REQUIRED WORK:
1) Copy the passage of the post on finishing a university degree between "That got me" and "change my mind?", inclusive.
2) Extend the post about finishing a university degree past its final sentence.

PAGE EXCERPT:
++++
I recently had a conversation with my dad over the phone about wanting to do some writing courses and them being terribly expensive. His reply to this was “finish what you’ve started first” - he was referring to my university degree - and I asked him, why? To which he replied “you’ve already spent 3 years doing it, you may as well finish it, just to have it.”
That got me thinking that my dad isn’t the only person who thinks this way, as a matter of fact, most people do. I don’t think I’ve ever really had this way of thinking. My logic is: if you don’t like it, why force yourself to finish it? If it’s making you upset, angry or depressed, why push until the end just to “finish it”? If you’ve changed over the last 3 years and you realise that something else would make you happier, why can’t you change my mind?
In my (humble) opinion, you can change your mind, you can leave it to one side until you figure out what to do with it, you can prioritize your happiness and say, good riddance! But not every one would agree with me, which I’m also used to.
++++
GIVEN MATERIAL:

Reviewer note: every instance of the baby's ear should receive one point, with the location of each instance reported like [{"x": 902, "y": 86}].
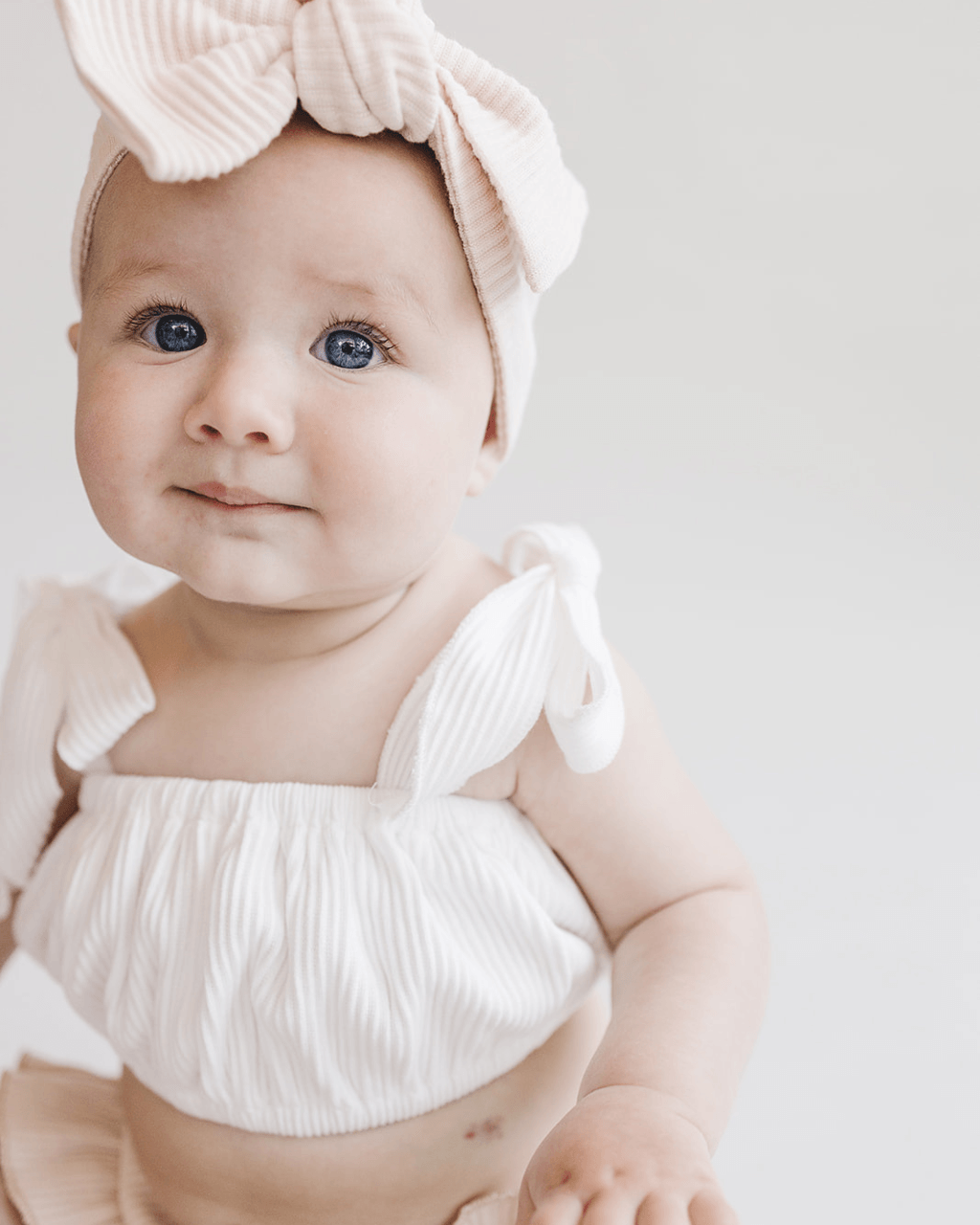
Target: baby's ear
++++
RESULTS:
1)
That got me thinking that my dad isn’t the only person who thinks this way, as a matter of fact, most people do. I don’t think I’ve ever really had this way of thinking. My logic is: if you don’t like it, why force yourself to finish it? If it’s making you upset, angry or depressed, why push until the end just to “finish it”? If you’ve changed over the last 3 years and you realise that something else would make you happier, why can’t you change my mind?

2)
We live in a society where the person who suffers and endures the most, is the strongest and the most capable. I’d like to question that mind set: if you were told that you only have a few more years to live but you’re in the middle of a university degree you hate, would you push through to graduate before dying? I certainly wouldn’t. If you love your degree, it was your life dream and it brings you happiness then of course, we’re talking about different things. But unfortunately, most of us young adults that chose a degree to study at 17 years old had no idea what we really wanted out of life, it was just the “next step”.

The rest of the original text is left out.